=== Supplied material ===
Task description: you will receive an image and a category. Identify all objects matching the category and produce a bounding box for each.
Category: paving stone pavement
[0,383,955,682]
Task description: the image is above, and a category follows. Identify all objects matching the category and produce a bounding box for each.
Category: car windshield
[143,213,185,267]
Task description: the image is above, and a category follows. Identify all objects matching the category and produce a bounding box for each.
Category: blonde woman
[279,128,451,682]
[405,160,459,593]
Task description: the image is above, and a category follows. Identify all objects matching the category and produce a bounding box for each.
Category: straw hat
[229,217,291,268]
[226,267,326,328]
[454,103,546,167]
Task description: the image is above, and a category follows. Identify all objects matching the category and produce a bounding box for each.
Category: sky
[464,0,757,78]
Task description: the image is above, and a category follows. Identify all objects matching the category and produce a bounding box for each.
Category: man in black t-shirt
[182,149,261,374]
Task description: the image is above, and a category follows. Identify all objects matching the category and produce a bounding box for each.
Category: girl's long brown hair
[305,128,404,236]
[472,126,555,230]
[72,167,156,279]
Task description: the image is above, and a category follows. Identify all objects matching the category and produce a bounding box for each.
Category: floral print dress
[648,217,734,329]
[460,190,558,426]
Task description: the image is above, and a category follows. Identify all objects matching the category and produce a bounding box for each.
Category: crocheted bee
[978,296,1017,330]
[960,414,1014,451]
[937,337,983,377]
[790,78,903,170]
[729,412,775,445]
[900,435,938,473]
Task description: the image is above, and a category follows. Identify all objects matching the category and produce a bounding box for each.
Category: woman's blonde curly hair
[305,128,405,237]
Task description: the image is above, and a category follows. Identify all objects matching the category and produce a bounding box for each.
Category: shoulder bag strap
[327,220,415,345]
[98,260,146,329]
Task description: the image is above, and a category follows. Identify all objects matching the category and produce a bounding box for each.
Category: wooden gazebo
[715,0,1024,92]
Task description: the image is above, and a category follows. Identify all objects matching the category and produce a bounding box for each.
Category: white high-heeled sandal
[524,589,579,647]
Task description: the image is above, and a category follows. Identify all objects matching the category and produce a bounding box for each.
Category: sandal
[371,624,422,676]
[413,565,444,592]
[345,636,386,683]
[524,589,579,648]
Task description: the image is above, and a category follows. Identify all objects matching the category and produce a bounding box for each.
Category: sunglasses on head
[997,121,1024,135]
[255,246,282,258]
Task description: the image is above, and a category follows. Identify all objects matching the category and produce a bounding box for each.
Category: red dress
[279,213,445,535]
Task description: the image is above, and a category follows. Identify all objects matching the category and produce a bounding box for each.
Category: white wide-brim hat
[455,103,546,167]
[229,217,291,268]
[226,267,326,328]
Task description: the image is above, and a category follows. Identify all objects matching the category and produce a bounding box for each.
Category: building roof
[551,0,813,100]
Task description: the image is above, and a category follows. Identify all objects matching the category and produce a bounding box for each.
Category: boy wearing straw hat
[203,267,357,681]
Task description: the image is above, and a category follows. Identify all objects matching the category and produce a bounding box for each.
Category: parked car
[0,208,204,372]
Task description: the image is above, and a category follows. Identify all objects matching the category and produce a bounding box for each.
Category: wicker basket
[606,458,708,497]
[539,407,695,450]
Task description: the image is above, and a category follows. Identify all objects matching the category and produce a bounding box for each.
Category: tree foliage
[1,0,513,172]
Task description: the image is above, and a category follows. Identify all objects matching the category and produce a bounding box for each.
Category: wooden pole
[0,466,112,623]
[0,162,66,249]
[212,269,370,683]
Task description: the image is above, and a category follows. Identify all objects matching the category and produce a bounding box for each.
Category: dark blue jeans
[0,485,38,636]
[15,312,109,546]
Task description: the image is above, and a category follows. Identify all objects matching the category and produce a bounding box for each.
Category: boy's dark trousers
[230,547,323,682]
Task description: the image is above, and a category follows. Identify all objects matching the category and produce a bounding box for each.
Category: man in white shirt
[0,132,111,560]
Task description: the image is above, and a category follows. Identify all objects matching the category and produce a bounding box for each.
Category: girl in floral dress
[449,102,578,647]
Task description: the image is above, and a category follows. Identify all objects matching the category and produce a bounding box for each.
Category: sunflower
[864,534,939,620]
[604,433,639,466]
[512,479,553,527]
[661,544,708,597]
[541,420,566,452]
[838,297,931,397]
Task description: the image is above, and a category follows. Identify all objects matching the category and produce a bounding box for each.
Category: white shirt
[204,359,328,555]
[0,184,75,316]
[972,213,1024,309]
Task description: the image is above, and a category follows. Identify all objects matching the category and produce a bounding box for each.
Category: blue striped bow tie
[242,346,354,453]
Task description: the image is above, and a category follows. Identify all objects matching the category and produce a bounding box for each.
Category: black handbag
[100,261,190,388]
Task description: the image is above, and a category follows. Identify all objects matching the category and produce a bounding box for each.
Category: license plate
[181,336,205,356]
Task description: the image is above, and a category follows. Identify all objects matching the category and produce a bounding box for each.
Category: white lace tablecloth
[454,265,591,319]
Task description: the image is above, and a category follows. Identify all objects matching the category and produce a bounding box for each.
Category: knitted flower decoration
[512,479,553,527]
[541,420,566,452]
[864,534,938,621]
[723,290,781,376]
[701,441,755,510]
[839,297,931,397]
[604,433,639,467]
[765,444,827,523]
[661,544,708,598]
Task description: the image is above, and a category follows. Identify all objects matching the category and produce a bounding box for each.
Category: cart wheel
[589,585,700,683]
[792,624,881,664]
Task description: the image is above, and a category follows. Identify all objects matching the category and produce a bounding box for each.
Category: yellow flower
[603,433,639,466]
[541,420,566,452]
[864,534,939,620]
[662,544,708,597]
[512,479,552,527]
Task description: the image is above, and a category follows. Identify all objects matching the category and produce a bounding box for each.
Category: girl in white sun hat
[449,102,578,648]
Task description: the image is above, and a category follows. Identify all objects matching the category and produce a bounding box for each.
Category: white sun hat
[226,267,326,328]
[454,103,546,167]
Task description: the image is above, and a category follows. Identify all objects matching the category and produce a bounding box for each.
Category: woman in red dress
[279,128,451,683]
===
▶ **The problem**
Could you retype the entire listing exactly?

▶ **Answer box**
Task description: you will receive an image and a category. Identify all objects matching the category and produce a bounding box for each.
Category: paving stone pavement
[0,383,955,682]
Task description: the image is above, and a category follows. Identify all objects matching the category and produce a bounding box for each.
Category: car windshield
[143,213,185,267]
Task description: the image is above, and a category follows. Identify all objects matching the category and produce a bounding box for each.
Category: blonde woman
[279,128,451,682]
[405,160,459,593]
Task description: the image is above, and a category follows. Identify all objects matching the category and produce a bounding box for each.
Category: straw hat
[229,217,291,268]
[226,267,326,328]
[454,103,546,167]
Task description: the image is above, and a category follows. Identify all objects matching the category and produce a bounding box for each.
Category: sky
[464,0,757,78]
Task description: the image is above, and a category follows. Identify all objects matching the category and produce a bounding box for each.
Category: man in black t-shirt
[182,149,261,374]
Task description: the image is above, and a category follows. Identify all objects matching the category and produce a bounding box for each.
Category: girl's long brown hair
[305,128,404,236]
[472,126,555,230]
[72,167,156,279]
Task description: the image is above, and a category follows. Identify all objects matching the category and produce a bounding box for each.
Category: floral print dress
[648,217,734,329]
[460,190,558,426]
Task description: the image is above, and a category follows. Identify all objects matching the category and produce a bounding box for each.
Category: crocheted bee
[978,296,1017,330]
[960,414,1014,451]
[937,337,983,377]
[790,78,903,170]
[729,412,775,445]
[900,435,938,473]
Task description: the image is above, and a category follows. Identify all objects matching the category and produce a bounding box for each.
Category: woman's blonde curly hair
[305,128,405,237]
Task description: the image is above, and a category follows. Identify all objects matching the category and produce a bounding box for each.
Category: shoulder bag strap
[327,220,415,345]
[98,260,146,329]
Task description: the image is above, and a category follows. Identify all objects matching the category and produce a bounding box for each.
Category: wooden gazebo
[715,0,1024,92]
Task description: the image is above, and a category follows. Identify all objects matching the category and produce a bounding box for each.
Category: white high-heeled sandal
[524,589,579,647]
Task description: the image is above, and a category follows. Identify all objects matching the category and produce a bounding box for each.
Category: sandal
[371,624,422,676]
[413,565,444,592]
[345,636,386,683]
[524,589,579,648]
Task description: the image is above, and a category follows. Identify all objects matching the category and produce a bounding box for each.
Category: sunglasses on head
[997,121,1024,135]
[255,246,282,258]
Task description: the image is above, and a category follows. Identify all objects matching the category and produce a bounding box for each.
Category: red dress
[279,213,445,535]
Task description: the image is above, and a category follows. Identify all objects matching the category and produce a bounding box for each.
Category: white wide-brim hat
[455,103,546,167]
[229,217,291,268]
[226,267,326,328]
Task description: the image is above, and a category follows. Identify all objects matching the category and produce a bounding box for each.
Category: building roof
[551,0,813,100]
Task description: the image is above, and a category follows. Identify all objects matching the category and produce a bounding box for each.
Category: boy wearing straw hat
[203,267,357,681]
Task description: the image is above, and a category follows. Identify all objects matching the category and produce a bounding box for each.
Category: parked car
[0,208,204,372]
Task description: the image is above, and a category follows. Identify all objects matching the category and produce a bounding box for each.
Category: wicker basket
[606,458,708,497]
[539,407,695,450]
Task description: the image is above, and a category follows. Identify all objects matching the category and produce a bounding box for each.
Category: tree foliage
[1,0,513,172]
Task description: the image is above, and a category follows. Identify all objects matching the category and produce a bounding box for each.
Category: wooden pole
[0,466,112,623]
[0,162,66,249]
[212,269,370,683]
Task description: the image is above, and a category follows. Identify all objects matching the category and produce a bounding box for each.
Category: dark blue jeans
[0,485,38,636]
[15,312,109,546]
Task description: the image is above, and a category follows. Identify all objects matching the category and produce a bounding box for each.
Category: boy's dark trousers
[230,547,323,682]
Task description: the image is above, and a category follows. Identify all objects matching the category and produce a bounding box for each.
Category: man in white shirt
[0,132,111,560]
Task description: the image is above, and a category follows. Identify all objects matching the category and produce a bounding box for each.
Category: girl in floral dress
[449,102,578,647]
Task description: the image is above, and a category follows. Identify all objects matching the category and produce a bounding box for each.
Category: sunflower
[864,534,939,620]
[604,433,639,466]
[512,479,553,527]
[661,544,708,597]
[541,420,566,452]
[838,297,931,397]
Task description: the image is above, and a category follows. Identify all objects matching the category and produce a bounding box for each.
Category: white shirt
[204,359,328,555]
[0,184,75,316]
[972,213,1024,309]
Task description: the image is above, and a category follows. Identify all objects matching the category and produce a bounding box for each.
Category: blue striped bow tie
[242,346,354,453]
Task description: the image is above, and a category follows. Identify all objects matching the category and produce a bounding box for each.
Category: black handbag
[100,261,190,388]
Task description: the image is above, and a category follows. Identify all objects matching the category and produce a bounding box for each.
Category: license plate
[181,336,205,356]
Task description: the image is above, and a category follows. Identify all objects matching the category and produce a bounding box for each.
Category: white lace tablecloth
[454,265,591,319]
Task description: the image is above, and a category follows. Identify all objects matching the category and produce a bounding box for each.
Category: knitted flower decoration
[512,479,553,527]
[541,420,566,452]
[864,534,938,621]
[723,290,781,376]
[701,441,755,510]
[839,297,931,397]
[604,433,639,467]
[765,444,827,523]
[661,544,708,598]
Task description: the image is above, and a category follows. Identify all objects matching the category and produce a bounding box for each.
Category: cart wheel
[589,585,700,683]
[792,624,881,664]
Task description: the image is above, and a category follows. Identify all objects matching the category and produce a bounding box for each.
Category: yellow flower
[603,433,639,466]
[541,420,566,452]
[864,534,939,620]
[662,544,708,597]
[512,479,552,527]
Task description: the image is above, and a category follows. Identify all objects matching the category and produce a bounding box for each.
Category: girl in white sun hat
[449,102,578,648]
Task description: the image is above, and a category follows. Identify all objects matching the category and produce a bounding box for each.
Category: white sun hat
[226,267,326,328]
[454,103,546,167]
Task description: the image is above, and a category follows. Identify all objects matching the category and produce a bounding box for each.
Category: woman in red dress
[279,128,451,683]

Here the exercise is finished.